TASK INSTRUCTIONS: Your response should contain exactly the lines running from the one with "hill shown in the photo above." to the end of the data below, both included, and no pictures.
• • • •
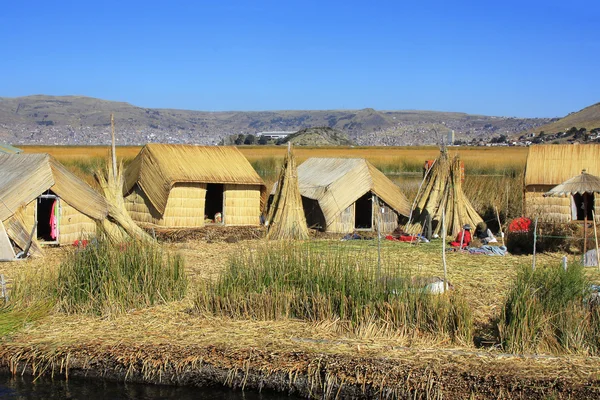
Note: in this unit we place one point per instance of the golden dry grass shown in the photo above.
(161, 334)
(483, 157)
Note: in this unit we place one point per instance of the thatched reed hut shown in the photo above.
(36, 187)
(551, 165)
(346, 194)
(178, 186)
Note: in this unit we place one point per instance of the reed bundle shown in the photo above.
(285, 218)
(119, 224)
(442, 191)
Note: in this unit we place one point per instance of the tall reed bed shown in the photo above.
(550, 310)
(298, 281)
(268, 168)
(105, 279)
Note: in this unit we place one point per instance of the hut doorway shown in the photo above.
(363, 212)
(582, 206)
(48, 218)
(313, 213)
(213, 203)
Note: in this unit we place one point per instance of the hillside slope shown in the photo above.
(79, 120)
(319, 136)
(588, 118)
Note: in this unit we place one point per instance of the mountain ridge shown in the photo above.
(82, 120)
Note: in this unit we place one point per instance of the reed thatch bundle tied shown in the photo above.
(285, 216)
(119, 225)
(441, 190)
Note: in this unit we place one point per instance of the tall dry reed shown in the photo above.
(550, 310)
(104, 278)
(297, 281)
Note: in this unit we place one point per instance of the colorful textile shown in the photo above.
(463, 237)
(488, 250)
(521, 224)
(54, 220)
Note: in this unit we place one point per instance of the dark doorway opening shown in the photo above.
(313, 213)
(48, 218)
(214, 201)
(363, 212)
(584, 205)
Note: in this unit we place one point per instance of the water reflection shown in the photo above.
(25, 388)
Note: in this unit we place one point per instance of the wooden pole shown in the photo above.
(500, 225)
(534, 243)
(596, 238)
(113, 146)
(444, 250)
(376, 201)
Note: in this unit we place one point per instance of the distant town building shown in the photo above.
(8, 149)
(450, 138)
(275, 135)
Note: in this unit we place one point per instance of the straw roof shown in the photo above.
(583, 183)
(554, 164)
(286, 219)
(159, 166)
(336, 183)
(23, 177)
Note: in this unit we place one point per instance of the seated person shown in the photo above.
(484, 234)
(463, 239)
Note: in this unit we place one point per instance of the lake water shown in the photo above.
(25, 388)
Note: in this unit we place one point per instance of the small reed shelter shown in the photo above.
(347, 194)
(35, 188)
(285, 215)
(181, 186)
(552, 165)
(441, 194)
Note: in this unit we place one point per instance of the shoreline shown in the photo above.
(315, 375)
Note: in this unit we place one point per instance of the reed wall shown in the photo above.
(73, 225)
(185, 207)
(389, 218)
(242, 204)
(344, 222)
(550, 209)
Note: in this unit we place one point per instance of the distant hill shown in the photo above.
(319, 136)
(588, 118)
(79, 120)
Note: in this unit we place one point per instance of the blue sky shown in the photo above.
(507, 58)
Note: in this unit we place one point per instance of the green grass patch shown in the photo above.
(106, 279)
(549, 310)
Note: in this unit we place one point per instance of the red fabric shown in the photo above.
(521, 224)
(402, 238)
(466, 239)
(53, 222)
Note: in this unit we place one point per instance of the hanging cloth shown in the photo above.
(54, 221)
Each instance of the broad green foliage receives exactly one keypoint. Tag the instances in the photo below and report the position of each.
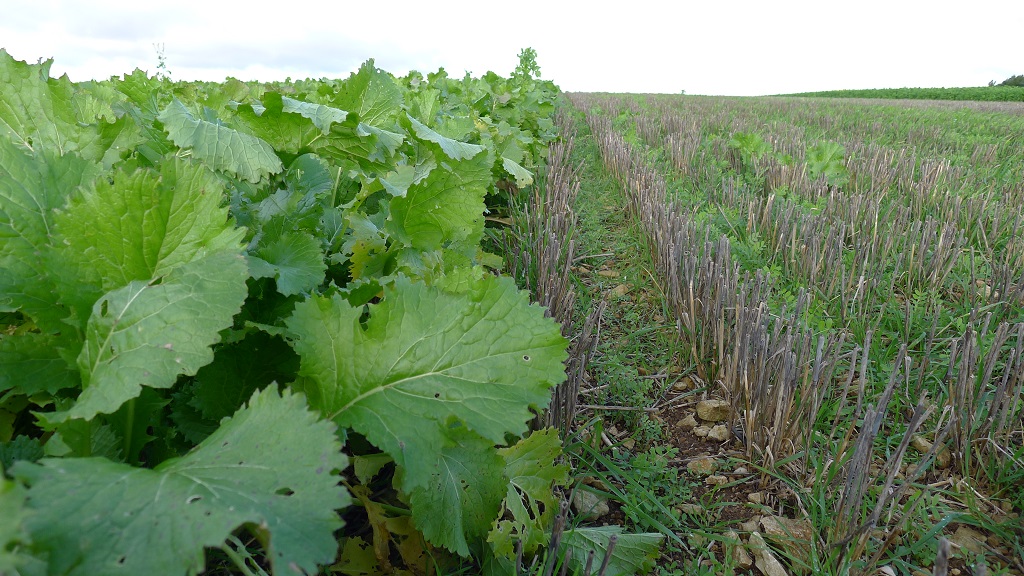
• • • •
SOLVED EXERCISE:
Note: in this unit we place one point per instance of the distant hill shown in the photo above.
(319, 136)
(588, 118)
(79, 120)
Note: in this unit we place one point per instance of the blue sky shown in the photo above.
(507, 58)
Note: in this unit we place one point per instance of the green grass patch shown in the photo above.
(106, 279)
(549, 310)
Note: in this unit we place one point per instance of the red fabric shown in the photo above.
(521, 224)
(402, 238)
(466, 239)
(53, 222)
Note: in this unit we place one point per instance of the hanging cloth shown in the photo above.
(54, 221)
Each instance of the broad green foliage receives exactly one keypoint. Tag the instances in the photo below and report the position of each.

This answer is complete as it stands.